Can you write out all of these records again, replacing "instance" with "object" everywhere and leaving everything else unchanged?

> **Task inputs**
━━━━━━━━

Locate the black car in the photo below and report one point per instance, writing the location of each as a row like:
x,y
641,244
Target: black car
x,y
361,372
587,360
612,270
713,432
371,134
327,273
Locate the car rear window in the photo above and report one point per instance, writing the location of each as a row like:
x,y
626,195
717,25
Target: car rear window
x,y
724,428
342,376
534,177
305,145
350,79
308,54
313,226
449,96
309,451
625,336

━━━━━━━━

> **The output**
Locate the black car in the photo below and report one point per object, writing the location of each as a row like:
x,y
641,244
Target: black car
x,y
361,372
587,360
612,270
713,432
371,134
327,273
Locate the car rear window in the photo above and report one point per object, writing the location of each as a row like:
x,y
626,195
717,25
Target: car rear window
x,y
724,428
342,376
534,177
305,145
350,79
308,54
313,226
449,96
309,451
625,336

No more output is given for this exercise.